* _Stored data entries_:
● ● ● ● ●
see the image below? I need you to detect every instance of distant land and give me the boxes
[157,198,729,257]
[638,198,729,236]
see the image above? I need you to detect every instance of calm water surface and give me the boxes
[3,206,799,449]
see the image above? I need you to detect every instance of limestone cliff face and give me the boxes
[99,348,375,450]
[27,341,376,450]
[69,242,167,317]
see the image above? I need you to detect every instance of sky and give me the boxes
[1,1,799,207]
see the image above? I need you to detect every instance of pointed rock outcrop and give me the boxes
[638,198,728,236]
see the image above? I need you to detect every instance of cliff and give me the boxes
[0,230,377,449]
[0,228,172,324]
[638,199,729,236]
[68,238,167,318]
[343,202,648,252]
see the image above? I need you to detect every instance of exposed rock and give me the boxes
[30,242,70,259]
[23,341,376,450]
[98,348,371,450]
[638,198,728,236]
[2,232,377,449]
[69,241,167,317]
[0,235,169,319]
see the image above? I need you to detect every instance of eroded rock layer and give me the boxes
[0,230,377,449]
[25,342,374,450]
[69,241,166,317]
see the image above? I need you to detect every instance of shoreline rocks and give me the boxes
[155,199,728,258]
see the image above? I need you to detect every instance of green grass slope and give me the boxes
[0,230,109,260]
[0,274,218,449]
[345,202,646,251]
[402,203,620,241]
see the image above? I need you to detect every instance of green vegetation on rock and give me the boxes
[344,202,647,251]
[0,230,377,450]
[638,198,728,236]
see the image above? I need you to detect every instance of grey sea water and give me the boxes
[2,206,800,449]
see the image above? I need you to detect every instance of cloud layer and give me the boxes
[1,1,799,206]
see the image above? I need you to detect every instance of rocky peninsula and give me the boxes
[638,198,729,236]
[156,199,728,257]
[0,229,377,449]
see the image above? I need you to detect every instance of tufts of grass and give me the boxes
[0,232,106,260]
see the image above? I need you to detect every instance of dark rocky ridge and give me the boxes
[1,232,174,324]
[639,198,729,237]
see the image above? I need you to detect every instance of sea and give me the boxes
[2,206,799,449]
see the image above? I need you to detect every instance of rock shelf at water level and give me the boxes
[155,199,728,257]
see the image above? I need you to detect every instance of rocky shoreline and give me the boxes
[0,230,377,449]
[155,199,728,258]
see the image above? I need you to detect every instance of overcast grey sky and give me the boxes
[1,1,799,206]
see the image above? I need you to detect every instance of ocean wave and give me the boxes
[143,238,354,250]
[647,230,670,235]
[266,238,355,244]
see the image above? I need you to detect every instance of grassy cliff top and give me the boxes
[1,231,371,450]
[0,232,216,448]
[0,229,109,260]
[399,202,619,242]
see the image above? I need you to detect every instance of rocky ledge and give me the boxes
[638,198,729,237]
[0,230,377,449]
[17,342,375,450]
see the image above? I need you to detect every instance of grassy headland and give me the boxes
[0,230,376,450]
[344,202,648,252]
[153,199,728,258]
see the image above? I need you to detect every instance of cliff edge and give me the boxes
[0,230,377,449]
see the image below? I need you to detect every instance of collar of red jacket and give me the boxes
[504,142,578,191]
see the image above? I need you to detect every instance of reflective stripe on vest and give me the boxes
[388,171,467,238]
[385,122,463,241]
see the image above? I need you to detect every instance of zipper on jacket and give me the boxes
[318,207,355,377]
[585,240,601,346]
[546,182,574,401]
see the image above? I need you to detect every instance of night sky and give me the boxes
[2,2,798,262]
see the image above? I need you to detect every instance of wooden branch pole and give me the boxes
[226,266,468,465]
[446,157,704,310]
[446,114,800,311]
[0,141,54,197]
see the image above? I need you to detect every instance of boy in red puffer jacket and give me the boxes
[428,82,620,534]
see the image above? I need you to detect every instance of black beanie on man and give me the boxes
● ● ● ● ●
* _The task_: Reproduce the data. Match each line exactly.

* _Written reply_:
see the image below? I need you to detect every instance of distant land and give me the boxes
[157,198,729,257]
[638,198,729,236]
see the image above? I need you to detect every instance of calm water surface and give me the boxes
[3,206,799,449]
see the image above? I need you to detect every instance of limestone cliff face and give me the boxes
[99,348,375,450]
[27,341,376,450]
[69,242,167,317]
see the image above? I need you to detect every instance of sky and give me the boxes
[1,1,799,207]
see the image above? I need you to detect every instance of pointed rock outcrop and give me the boxes
[638,198,728,236]
see the image above? I need you to detect every instance of cliff and give me the boxes
[0,230,377,449]
[0,228,172,324]
[638,199,729,236]
[68,238,167,318]
[343,202,648,252]
see the image above? I need you to detect every instance of exposed rock and give me the boxes
[30,242,70,259]
[23,341,376,450]
[98,348,371,450]
[638,198,728,236]
[2,232,377,449]
[69,241,167,317]
[0,235,169,319]
see the image above? I need you to detect every instance of eroded rock layer and give me the boxes
[0,230,377,449]
[25,342,374,450]
[69,241,166,317]
see the image above? I need you to detect every instance of shoreline rocks and give me the boxes
[155,199,728,258]
see the image above? I need you to detect every instance of green grass slope and give me the boxes
[0,230,109,260]
[0,274,218,449]
[345,202,646,251]
[402,203,620,241]
see the image above? I need you to detect every instance of green vegetation on rock and give me the boxes
[344,202,647,251]
[0,230,377,450]
[638,198,728,236]
see the image above? I need you to detect every instance of grey sea water and give me the boxes
[2,206,800,449]
see the image above? I need you to detect every instance of cloud layer and give me the boxes
[1,1,799,206]
see the image above? I need you to detect every instance of rocky peninsula and give me the boxes
[638,198,729,236]
[156,199,728,257]
[0,229,377,449]
see the image above? I need you to detect every instance of tufts of grass and give me the boxes
[0,232,106,260]
see the image above? I need you to detect every instance of dark rocky ridge and give me the boxes
[1,232,174,324]
[639,198,729,237]
see the image above? I need you to detect every instance of sea and give me the boxes
[2,206,799,449]
see the image above? I need you to detect every instance of rock shelf at water level and give me the boxes
[155,199,728,257]
see the image above? I need you to detect every instance of rocky shoreline and give me the boxes
[0,230,377,449]
[155,199,728,258]
see the image above? I need you to detect every instance of overcast grey sky and give me the boxes
[1,1,799,206]
see the image above? I need you to detect every instance of ocean wave and give me the boxes
[143,238,354,250]
[647,230,670,235]
[266,238,355,244]
see the image above? I need you to detect every instance of grassy cliff top and give me the boxes
[1,231,371,450]
[0,232,216,448]
[0,229,109,260]
[399,202,619,242]
see the image above? I need you to detect every instance of rocky ledge and give me the boxes
[638,198,729,237]
[0,230,377,449]
[17,342,375,450]
see the image above? I need you to detect every instance of grassy headland and give me the boxes
[0,230,376,450]
[344,202,648,252]
[153,199,728,258]
see the image above? I need you to detect every instance of cliff edge and give me the boxes
[0,230,377,449]
see the image below? I need you to detect every instance of collar of red jacket and give me the boxes
[504,142,578,191]
see the image above? I need you to detect every instance of reflective stripe on vest and give me the boxes
[388,171,467,238]
[385,122,463,241]
see the image above? I need you to detect every instance of zipper on jacket and give me the boxes
[318,207,355,377]
[585,240,601,346]
[546,182,574,401]
see the image above? I need you to detect every instance of night sky and give me the boxes
[2,2,798,262]
see the image above? I need you to detect every instance of wooden branch pole and give me the boxes
[226,266,468,465]
[446,157,704,310]
[446,114,800,311]
[0,141,54,197]
see the image above? I need you to detect every instance of boy in red puffer jacket and give me the boxes
[428,82,620,534]
see the image above? I need you to detect every instance of black beanie on man and give me the boxes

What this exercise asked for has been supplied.